_Exercise goal:_ Reproduce the stretch from the line containing "Locate the wooden deck boards" through the end of the listing, swapping "gazebo roof" for "pergola roof" and leaving everything else unchanged.

(Source listing)

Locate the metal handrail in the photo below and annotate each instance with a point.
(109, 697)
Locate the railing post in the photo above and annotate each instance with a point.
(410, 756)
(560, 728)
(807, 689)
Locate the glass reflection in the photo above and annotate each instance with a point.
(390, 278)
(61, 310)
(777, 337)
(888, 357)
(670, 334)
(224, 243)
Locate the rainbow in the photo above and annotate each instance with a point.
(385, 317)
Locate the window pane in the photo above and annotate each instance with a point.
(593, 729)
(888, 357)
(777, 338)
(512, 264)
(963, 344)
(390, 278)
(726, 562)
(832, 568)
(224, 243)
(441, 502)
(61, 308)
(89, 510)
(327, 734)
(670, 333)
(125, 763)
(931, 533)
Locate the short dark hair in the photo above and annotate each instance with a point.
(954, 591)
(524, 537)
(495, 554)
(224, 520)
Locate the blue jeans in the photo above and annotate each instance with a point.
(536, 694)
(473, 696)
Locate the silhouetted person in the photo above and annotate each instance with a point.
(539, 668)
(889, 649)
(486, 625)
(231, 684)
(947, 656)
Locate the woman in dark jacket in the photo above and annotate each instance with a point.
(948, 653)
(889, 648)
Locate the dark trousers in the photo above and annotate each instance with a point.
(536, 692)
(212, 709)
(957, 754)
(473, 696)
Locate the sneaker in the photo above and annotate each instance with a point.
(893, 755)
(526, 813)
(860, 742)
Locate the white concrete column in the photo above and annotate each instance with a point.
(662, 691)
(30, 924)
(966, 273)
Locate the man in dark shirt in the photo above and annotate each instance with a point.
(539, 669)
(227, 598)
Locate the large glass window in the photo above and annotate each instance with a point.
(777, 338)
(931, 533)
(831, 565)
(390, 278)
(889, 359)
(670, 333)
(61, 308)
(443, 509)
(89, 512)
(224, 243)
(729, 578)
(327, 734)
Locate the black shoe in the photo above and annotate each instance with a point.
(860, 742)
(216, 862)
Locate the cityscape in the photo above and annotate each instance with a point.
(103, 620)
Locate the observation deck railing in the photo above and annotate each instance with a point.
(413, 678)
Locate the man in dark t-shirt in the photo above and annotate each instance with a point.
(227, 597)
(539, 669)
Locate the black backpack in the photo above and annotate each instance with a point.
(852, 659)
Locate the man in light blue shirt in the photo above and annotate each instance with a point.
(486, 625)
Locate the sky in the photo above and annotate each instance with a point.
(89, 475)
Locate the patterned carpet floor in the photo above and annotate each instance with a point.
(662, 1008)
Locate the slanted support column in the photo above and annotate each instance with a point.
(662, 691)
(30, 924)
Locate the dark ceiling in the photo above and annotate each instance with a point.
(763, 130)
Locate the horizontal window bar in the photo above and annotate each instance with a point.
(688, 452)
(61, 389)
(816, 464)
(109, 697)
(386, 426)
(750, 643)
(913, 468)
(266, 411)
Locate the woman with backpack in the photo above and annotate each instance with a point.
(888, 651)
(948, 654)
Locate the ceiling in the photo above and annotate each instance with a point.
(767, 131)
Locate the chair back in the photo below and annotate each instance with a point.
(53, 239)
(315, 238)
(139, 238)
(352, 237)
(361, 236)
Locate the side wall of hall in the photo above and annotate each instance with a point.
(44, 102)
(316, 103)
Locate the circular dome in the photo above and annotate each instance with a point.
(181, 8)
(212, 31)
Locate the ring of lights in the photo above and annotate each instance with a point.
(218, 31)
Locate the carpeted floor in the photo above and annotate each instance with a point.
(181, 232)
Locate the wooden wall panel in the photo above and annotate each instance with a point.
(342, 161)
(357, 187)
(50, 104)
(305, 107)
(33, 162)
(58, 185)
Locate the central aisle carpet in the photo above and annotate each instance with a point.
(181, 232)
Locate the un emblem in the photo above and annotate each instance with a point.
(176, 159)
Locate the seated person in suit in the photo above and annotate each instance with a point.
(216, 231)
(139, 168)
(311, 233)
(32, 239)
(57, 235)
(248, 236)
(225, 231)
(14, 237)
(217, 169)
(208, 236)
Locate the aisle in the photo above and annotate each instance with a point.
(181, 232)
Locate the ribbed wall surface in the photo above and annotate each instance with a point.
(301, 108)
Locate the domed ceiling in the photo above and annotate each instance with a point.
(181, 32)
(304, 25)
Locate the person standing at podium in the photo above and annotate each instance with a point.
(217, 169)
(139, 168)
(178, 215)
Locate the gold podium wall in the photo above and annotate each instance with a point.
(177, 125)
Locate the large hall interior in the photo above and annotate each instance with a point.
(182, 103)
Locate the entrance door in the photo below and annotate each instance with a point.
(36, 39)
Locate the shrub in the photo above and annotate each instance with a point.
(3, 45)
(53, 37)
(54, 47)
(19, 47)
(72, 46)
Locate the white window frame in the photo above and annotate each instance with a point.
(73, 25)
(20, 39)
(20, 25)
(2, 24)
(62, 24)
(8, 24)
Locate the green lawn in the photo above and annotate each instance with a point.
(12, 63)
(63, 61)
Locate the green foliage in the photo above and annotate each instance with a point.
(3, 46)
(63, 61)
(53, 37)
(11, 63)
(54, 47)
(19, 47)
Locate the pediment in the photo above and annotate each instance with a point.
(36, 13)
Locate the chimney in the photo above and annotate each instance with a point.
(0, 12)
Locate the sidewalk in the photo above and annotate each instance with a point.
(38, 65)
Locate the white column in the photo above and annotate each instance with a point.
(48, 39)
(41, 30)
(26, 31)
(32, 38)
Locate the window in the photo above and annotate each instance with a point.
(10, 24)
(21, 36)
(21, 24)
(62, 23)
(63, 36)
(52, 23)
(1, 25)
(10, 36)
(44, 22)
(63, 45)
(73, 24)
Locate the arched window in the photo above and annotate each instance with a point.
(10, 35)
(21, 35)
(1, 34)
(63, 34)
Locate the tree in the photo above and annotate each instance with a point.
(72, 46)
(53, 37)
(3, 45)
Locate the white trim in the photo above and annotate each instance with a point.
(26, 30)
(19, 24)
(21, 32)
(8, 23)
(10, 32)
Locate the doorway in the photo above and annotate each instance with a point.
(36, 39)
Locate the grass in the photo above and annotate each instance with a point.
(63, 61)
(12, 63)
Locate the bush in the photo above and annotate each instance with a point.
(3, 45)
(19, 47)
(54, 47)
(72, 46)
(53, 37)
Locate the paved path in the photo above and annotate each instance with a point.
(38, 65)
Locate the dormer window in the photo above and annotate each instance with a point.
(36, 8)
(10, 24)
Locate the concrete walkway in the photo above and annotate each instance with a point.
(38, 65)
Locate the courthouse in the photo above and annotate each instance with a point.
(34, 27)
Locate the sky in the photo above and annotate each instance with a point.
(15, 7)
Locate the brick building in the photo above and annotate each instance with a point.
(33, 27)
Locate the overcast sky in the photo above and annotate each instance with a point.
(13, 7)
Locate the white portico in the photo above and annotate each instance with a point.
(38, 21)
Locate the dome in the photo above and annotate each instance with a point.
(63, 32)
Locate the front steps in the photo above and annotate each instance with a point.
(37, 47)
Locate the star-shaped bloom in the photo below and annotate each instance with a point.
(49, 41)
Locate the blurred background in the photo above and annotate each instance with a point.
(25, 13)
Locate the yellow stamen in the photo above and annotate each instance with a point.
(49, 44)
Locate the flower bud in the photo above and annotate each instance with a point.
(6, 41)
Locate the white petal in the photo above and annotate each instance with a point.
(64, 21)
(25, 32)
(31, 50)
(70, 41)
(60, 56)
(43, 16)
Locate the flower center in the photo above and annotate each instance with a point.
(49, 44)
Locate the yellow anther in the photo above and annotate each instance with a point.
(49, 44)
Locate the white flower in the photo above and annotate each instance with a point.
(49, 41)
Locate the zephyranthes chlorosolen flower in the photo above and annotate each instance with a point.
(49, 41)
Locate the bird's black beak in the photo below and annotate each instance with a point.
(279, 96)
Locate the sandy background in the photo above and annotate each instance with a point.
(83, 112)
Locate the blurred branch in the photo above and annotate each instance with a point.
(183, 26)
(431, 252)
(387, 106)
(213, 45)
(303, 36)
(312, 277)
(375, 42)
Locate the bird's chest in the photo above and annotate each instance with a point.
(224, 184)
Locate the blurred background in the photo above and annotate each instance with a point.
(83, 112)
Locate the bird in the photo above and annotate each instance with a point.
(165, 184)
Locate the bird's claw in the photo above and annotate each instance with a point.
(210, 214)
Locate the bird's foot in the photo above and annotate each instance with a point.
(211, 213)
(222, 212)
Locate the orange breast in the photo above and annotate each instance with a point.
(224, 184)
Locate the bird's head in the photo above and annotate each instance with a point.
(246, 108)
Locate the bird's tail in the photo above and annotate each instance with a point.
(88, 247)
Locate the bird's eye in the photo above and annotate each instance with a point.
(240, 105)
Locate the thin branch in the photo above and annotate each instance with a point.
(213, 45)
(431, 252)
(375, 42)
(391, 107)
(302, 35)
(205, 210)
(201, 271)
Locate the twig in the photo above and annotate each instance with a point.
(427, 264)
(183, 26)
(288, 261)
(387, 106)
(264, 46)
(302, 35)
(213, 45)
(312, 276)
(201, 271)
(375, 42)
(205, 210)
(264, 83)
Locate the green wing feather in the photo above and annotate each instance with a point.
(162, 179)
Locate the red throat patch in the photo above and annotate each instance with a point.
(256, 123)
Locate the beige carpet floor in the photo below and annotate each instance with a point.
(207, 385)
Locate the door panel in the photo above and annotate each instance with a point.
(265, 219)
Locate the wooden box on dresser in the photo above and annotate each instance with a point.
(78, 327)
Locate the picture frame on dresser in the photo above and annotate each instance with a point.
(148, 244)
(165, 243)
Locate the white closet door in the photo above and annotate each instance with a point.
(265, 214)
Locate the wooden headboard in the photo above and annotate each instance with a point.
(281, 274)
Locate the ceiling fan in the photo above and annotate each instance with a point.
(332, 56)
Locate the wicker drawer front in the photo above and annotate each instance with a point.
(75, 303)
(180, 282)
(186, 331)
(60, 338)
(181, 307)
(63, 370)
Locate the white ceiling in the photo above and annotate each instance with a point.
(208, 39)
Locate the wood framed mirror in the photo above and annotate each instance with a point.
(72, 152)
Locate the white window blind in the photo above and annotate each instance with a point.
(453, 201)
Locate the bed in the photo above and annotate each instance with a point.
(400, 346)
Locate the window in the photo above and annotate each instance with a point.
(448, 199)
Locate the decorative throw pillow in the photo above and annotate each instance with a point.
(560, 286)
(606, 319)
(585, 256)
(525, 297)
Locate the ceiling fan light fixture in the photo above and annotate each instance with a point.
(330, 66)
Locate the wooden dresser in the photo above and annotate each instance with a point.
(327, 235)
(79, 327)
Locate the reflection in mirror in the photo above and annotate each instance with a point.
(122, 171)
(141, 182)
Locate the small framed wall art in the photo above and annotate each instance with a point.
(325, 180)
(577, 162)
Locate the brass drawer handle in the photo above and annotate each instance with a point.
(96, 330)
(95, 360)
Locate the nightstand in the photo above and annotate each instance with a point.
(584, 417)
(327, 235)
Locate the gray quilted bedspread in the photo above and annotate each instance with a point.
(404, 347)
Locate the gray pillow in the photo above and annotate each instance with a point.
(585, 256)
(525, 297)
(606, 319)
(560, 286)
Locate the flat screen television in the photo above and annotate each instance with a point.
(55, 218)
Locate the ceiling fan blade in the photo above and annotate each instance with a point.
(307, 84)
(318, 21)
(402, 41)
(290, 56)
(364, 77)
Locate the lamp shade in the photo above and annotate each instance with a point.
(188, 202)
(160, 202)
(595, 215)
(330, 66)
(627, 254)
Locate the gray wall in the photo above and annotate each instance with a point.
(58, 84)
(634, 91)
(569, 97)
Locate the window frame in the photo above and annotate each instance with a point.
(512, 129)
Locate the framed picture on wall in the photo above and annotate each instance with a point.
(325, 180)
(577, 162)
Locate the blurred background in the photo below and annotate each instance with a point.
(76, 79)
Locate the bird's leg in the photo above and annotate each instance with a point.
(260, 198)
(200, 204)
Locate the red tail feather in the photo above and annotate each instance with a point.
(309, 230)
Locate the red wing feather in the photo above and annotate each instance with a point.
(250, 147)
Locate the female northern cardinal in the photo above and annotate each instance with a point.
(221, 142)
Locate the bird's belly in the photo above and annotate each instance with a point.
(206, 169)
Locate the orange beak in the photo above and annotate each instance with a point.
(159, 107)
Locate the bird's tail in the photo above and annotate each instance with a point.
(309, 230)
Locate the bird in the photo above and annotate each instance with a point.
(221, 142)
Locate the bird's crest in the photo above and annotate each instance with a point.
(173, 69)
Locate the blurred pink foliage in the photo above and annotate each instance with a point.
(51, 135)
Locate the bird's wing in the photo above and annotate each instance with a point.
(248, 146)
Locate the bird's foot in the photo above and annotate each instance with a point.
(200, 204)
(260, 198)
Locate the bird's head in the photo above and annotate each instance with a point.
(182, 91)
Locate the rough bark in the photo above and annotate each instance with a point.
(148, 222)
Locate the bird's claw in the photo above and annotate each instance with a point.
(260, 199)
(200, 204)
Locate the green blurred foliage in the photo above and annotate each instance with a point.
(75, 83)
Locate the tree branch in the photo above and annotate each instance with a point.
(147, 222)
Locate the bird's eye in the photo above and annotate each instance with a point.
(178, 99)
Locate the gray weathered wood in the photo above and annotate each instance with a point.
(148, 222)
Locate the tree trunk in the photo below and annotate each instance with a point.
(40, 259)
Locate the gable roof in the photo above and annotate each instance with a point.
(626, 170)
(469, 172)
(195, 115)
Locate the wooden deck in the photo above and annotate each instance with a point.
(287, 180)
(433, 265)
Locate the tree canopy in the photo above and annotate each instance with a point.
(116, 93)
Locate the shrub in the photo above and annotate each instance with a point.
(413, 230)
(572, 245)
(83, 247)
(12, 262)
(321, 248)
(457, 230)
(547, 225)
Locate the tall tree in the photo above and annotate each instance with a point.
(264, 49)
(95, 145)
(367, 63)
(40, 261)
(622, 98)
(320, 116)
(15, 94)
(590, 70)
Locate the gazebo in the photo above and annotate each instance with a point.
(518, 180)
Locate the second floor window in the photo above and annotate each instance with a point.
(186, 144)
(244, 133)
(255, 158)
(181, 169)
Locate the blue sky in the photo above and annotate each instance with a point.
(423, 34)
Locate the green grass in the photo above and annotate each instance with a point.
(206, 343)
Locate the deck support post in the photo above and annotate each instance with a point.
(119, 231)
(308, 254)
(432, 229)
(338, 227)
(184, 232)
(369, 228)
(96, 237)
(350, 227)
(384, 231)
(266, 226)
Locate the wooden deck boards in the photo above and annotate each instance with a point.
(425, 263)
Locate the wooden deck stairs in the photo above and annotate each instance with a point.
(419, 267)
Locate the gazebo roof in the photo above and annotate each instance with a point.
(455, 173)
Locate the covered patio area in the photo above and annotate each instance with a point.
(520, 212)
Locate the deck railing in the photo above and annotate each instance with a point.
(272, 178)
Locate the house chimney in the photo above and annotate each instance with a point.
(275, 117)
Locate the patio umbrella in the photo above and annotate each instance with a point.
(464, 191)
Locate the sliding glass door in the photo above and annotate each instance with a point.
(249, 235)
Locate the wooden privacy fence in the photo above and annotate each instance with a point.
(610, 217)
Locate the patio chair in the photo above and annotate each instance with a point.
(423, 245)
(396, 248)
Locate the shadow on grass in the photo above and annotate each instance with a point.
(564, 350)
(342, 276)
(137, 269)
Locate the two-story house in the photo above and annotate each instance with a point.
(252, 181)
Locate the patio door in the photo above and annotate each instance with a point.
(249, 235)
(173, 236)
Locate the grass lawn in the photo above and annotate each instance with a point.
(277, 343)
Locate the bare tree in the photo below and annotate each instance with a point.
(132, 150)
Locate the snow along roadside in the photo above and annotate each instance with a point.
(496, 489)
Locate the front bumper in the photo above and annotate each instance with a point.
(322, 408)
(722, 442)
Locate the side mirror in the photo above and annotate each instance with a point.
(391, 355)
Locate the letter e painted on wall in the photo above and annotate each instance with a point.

_Worked answer:_
Locate the wooden deck boards in the photo above and annotate each instance with a point.
(425, 263)
Locate the wooden deck stairs in the photo above and annotate each instance with a point.
(419, 267)
Locate the pergola roof in the photo above and annotate each instance with a point.
(455, 173)
Locate the covered patio area in the photo above and annotate each instance with a point.
(520, 212)
Locate the deck railing in the photo above and annotate each instance with a point.
(272, 178)
Locate the house chimney in the photo above and annotate each instance with a point.
(275, 117)
Locate the patio umbrella in the photo above and annotate each instance with a point.
(464, 191)
Locate the sliding glass door in the photo above and annotate each instance with a point.
(249, 235)
Locate the wooden privacy fence in the photo above and annotate each instance with a point.
(610, 217)
Locate the patio chair in the photo above and annotate each instance with a point.
(423, 245)
(396, 248)
Locate the shadow on grass in the photo above and annotate each instance with a point.
(564, 350)
(342, 276)
(137, 269)
Locate the two-story house in the photo above and annotate each instance with a point.
(252, 181)
Locate the patio door in the photo above and annotate each instance with a point.
(249, 235)
(173, 236)
Locate the grass lawn in the photo above and annotate each instance with a point.
(277, 343)
Locate the bare tree in the photo below and annotate each instance with a point.
(132, 150)
Locate the snow along roadside in the photo above and annotate each instance with a point.
(496, 489)
Locate the front bumper in the photo above and annotate each instance with a point.
(322, 408)
(722, 442)
Locate the side mirror in the photo above and annotate each instance with a point.
(391, 355)
Locate the letter e painted on wall in the photo above and annotate each instance with a point.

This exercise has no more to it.